ZU LÖSENDE AUFGABEN.
[1] Gib den Lesetext über Narzissmus von „Sich groß fühlen“ bis „der Partnerschaft beschäftigt.“ wortgetreu aus.
[2] Womit beschäftigt sich Dr. Bärbel Wardetzki laut dem Lesetext über Narzissmus seit vielen Jahren?
[3] Schreib den Lesetext über Narzissmus im Anschluss an seinen letzten Satz weiter.

LESETEXT.
/---
Sich groß fühlen durch Kleinmachen
Umgangssprachlich versteht man unter einem „Narzissten“ einen Menschen, der ausgeprägten Egoismus, Arroganz und Selbstsüchtigkeit an den Tag legt und sich anderen gegenüber rücksichtslos verhält. Kritik ertragen diese Menschen nicht und Misserfolg kann sie in schwere Krisen stürzen, so das gängige Bild. Doch Narzissmus ist vielschichtiger. Wir haben dazu Dr. Bärbel Wardetzki befragt, die sich seit vielen Jahren mit Narzissmus in der Partnerschaft beschäftigt.
LZ | Rheinland: Wenn ein Mensch sehr von sich überzeugt ist, arrogant wirkt und keine Kritik verträgt, dann heißt es schnell: Der ist ein Narzisst.
\---
GESPEICHERTE DATEN.
/---
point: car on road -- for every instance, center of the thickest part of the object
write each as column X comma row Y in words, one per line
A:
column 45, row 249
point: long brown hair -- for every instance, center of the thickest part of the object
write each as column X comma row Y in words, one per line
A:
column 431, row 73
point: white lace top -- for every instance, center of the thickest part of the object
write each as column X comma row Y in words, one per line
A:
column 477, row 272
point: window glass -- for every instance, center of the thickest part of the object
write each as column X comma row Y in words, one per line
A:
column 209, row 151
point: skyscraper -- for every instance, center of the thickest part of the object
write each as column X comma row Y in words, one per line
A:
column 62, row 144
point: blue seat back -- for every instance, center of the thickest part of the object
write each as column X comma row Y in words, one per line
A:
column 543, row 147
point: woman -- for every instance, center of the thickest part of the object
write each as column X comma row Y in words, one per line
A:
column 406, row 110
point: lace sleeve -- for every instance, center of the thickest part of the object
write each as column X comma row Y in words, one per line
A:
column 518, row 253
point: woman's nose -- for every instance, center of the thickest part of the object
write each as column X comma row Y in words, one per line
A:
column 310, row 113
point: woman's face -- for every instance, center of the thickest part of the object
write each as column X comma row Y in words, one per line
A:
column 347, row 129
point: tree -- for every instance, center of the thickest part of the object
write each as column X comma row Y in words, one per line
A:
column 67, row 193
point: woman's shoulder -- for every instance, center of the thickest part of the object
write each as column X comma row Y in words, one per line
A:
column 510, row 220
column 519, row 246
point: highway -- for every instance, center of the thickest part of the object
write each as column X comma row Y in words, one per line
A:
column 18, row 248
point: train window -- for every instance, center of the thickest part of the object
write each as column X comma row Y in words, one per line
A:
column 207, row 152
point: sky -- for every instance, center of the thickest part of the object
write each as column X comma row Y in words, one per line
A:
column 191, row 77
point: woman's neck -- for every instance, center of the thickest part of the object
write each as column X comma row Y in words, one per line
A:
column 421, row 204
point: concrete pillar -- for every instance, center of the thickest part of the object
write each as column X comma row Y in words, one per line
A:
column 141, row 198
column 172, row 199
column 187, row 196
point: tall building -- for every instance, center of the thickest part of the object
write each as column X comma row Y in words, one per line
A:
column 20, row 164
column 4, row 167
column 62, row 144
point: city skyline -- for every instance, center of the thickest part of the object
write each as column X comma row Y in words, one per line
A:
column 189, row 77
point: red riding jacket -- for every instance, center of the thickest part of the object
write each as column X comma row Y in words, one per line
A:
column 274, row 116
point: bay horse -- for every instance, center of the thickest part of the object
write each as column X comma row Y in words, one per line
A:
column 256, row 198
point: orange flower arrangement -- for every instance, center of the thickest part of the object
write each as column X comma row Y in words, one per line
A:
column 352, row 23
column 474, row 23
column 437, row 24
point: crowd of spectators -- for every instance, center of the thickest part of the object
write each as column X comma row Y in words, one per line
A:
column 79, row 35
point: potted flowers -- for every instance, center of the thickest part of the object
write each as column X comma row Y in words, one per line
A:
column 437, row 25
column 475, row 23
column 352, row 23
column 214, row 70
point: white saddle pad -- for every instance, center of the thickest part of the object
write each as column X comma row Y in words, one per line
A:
\---
LÖSUNGEN.
[1]
Sich groß fühlen durch Kleinmachen
Umgangssprachlich versteht man unter einem „Narzissten“ einen Menschen, der ausgeprägten Egoismus, Arroganz und Selbstsüchtigkeit an den Tag legt und sich anderen gegenüber rücksichtslos verhält. Kritik ertragen diese Menschen nicht und Misserfolg kann sie in schwere Krisen stürzen, so das gängige Bild. Doch Narzissmus ist vielschichtiger. Wir haben dazu Dr. Bärbel Wardetzki befragt, die sich seit vielen Jahren mit Narzissmus in der Partnerschaft beschäftigt.

[2] Mit Narzissmus in der Partnerschaft.

[3]
Dr. B. Wardetzki: Ich stehe dem Begriff Narzisst sehr kritisch gegenüber. Denn Narzissmus ist etwas ganz Menschliches. Jeder von uns hat narzisstische Anteile. Narzissmus betrifft die Selbstliebe und das Selbstwertgefühl. Das ist durchaus etwas Gutes. Es ist dabei normal, dass wir das Grundbedürfnis haben, unseren Selbstwert zu stärken, und mal mehr, mal weniger Selbstwertgefühl haben. Wenn wir gelobt werden, steigt das Selbstwertgefühl, wenn wir kritisiert werden, uns nicht richtig verstanden oder nicht ernst genommen fühlen, dann sinkt es. Mit diesem Selbstwertgefühl müssen wir uns jeden Tag neu auseinandersetzen und es ausbalancieren. Genau diese Fähigkeit fehlt Menschen mit einer narzisstischen Struktur. Ihnen fällt es schwer, ihren eigenen Selbstwert zu erkennen und zu regulieren. Sie brauchen immer wieder die Bestätigung und die Anerkennung von außen, um ihr Selbstwertgefühl aufzubauen.